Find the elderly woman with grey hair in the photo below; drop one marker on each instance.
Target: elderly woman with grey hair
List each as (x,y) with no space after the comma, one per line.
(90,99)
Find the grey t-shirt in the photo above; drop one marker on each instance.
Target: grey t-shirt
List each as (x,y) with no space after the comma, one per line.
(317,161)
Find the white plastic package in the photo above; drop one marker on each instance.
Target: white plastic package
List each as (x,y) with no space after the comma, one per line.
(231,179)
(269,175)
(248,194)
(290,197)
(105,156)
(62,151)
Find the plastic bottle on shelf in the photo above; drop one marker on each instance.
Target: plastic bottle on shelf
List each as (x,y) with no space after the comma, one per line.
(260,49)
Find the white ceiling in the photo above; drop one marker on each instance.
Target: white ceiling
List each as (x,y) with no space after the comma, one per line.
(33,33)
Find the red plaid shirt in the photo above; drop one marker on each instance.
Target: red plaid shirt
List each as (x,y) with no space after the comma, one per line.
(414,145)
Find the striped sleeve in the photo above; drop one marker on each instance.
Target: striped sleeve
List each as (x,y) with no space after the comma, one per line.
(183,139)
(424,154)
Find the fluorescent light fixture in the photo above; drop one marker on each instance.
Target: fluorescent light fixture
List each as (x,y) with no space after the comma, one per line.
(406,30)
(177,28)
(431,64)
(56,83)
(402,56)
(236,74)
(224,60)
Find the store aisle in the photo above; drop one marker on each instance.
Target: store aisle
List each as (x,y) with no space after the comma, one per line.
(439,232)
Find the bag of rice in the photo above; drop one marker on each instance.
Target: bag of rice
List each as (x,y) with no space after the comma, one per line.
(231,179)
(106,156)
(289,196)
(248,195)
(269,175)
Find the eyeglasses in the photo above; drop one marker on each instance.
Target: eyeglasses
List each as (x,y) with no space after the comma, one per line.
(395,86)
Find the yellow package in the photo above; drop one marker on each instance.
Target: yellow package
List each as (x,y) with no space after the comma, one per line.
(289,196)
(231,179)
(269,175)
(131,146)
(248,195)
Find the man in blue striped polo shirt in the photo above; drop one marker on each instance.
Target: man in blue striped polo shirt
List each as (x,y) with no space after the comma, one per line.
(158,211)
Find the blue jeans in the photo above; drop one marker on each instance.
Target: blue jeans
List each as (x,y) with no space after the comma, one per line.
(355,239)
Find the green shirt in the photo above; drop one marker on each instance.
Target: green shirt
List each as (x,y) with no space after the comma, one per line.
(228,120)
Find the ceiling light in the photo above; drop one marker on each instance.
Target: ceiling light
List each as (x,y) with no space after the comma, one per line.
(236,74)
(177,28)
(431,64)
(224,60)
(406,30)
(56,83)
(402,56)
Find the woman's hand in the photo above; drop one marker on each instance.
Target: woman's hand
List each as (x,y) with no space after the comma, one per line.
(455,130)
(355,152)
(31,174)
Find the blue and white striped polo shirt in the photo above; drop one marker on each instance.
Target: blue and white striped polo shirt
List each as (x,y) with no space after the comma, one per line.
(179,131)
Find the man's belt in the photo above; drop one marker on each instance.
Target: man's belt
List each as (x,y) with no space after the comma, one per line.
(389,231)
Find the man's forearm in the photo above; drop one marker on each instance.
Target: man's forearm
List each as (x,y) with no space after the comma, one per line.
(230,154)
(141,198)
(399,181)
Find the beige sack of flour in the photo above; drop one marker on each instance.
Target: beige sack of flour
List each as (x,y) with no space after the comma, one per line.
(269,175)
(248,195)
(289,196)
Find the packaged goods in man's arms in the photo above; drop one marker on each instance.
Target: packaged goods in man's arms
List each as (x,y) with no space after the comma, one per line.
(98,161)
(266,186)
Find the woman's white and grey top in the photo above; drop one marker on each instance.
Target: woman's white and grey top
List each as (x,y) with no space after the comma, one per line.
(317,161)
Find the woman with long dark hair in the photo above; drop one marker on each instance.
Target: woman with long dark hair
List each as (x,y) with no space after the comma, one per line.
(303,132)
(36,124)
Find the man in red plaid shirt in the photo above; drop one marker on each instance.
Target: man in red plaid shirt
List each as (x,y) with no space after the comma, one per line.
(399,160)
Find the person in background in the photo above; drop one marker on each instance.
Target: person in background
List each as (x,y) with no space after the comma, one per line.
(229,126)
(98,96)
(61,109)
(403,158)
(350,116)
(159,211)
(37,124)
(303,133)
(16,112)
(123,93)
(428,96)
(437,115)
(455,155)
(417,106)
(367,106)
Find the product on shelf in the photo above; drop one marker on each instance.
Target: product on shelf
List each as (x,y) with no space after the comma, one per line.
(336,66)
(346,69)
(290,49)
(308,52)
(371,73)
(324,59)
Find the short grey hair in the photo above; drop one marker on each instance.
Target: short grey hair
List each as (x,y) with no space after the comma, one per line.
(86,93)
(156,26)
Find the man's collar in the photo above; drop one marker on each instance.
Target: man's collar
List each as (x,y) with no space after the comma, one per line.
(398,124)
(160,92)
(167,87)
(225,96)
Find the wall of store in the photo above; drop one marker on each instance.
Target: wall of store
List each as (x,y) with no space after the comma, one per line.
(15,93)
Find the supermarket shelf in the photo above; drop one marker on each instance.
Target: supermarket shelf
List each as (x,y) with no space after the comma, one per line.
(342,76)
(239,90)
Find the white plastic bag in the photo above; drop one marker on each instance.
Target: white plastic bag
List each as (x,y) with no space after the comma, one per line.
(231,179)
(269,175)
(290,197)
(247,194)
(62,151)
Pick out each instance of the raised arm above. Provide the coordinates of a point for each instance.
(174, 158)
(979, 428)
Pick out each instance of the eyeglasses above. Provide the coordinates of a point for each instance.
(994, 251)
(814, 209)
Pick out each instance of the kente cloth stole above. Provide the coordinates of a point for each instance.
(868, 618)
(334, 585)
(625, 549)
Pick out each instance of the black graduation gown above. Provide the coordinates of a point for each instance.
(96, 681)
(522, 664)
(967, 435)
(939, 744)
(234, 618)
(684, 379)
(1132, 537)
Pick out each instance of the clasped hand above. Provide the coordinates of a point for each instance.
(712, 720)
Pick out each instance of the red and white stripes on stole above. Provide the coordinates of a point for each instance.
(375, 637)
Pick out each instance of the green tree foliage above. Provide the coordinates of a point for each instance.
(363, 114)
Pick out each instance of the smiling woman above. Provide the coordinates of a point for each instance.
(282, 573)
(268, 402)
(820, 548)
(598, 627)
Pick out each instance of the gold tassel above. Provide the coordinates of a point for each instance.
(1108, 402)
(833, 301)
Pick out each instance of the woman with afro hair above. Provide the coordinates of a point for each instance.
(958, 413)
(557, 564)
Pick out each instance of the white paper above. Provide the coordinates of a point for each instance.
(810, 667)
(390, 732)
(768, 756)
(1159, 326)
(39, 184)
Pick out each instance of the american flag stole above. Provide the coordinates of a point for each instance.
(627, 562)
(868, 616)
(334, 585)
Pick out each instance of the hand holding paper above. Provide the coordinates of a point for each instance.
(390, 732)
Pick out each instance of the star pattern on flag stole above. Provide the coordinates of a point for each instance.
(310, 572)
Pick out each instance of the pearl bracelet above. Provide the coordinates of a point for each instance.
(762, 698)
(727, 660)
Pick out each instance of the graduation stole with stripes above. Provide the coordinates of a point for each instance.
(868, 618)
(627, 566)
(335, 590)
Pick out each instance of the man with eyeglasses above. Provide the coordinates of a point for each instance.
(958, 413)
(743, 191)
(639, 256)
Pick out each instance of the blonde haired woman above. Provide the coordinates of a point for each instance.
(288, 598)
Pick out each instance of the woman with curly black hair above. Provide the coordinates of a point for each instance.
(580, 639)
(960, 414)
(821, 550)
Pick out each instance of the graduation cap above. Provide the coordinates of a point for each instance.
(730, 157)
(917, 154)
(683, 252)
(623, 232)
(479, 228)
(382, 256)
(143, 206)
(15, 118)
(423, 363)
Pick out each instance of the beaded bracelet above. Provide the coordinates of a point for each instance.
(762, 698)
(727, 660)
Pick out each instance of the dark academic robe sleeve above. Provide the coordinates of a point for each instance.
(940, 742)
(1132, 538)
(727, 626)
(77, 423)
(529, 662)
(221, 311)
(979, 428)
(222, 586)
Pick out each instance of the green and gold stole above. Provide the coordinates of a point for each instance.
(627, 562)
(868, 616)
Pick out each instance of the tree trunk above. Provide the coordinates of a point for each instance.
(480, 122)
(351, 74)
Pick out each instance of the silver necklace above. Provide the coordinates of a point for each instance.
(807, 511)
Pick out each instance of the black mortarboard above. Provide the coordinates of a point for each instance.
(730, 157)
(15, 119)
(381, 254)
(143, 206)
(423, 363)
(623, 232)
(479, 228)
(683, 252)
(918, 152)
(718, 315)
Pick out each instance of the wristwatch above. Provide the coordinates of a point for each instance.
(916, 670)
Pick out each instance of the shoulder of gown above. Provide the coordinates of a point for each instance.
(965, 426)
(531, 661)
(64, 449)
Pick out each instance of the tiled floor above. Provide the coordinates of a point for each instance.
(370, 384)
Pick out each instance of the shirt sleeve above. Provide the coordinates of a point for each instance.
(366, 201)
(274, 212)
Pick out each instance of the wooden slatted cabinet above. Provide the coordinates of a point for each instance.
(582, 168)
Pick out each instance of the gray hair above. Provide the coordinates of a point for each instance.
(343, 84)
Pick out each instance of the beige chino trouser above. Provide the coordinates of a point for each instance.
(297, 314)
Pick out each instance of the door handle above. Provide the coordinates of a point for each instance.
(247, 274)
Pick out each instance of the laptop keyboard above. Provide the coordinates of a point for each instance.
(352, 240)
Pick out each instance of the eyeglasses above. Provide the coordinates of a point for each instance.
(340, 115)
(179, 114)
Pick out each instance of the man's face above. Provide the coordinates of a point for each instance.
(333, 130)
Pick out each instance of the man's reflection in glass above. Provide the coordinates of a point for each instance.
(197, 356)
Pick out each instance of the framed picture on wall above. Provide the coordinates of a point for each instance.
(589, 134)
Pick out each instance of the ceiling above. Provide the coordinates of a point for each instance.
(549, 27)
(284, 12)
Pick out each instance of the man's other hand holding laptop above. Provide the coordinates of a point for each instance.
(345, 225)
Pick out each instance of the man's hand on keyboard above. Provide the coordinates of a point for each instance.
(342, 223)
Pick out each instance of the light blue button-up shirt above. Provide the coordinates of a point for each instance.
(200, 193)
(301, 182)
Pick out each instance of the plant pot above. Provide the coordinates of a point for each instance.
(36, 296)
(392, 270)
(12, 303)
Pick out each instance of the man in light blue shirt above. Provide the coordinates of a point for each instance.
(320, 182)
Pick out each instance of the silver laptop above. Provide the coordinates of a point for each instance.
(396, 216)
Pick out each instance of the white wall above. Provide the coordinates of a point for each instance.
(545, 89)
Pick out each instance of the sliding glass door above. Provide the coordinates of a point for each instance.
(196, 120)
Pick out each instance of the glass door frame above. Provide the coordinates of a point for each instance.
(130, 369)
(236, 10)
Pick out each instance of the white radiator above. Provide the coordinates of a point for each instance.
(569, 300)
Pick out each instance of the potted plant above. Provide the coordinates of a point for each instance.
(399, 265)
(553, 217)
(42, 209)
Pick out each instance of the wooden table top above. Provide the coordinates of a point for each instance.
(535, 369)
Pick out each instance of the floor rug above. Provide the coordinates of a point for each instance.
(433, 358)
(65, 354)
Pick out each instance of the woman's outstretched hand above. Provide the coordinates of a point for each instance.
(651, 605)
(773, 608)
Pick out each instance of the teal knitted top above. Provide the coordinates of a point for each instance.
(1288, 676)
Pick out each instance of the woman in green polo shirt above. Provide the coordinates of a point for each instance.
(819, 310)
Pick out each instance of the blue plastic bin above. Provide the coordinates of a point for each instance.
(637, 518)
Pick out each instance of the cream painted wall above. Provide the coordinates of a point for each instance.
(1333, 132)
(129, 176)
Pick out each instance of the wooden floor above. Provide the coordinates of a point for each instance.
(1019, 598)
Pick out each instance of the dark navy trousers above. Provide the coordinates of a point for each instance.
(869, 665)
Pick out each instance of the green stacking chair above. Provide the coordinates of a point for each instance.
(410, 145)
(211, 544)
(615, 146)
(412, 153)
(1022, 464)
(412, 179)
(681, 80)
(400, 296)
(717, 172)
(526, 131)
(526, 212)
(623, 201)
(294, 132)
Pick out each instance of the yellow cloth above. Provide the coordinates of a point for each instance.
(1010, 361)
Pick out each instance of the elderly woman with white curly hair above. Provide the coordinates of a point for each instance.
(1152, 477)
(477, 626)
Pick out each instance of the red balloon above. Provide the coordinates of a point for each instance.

PROBLEM DESCRIPTION: Search the data above for the string "bottle" and copy each line that has it.

COMPLETED TASK:
Find the plastic bottle on shelf in the photo above; drop one marker on each instance.
Target: plastic bottle on shelf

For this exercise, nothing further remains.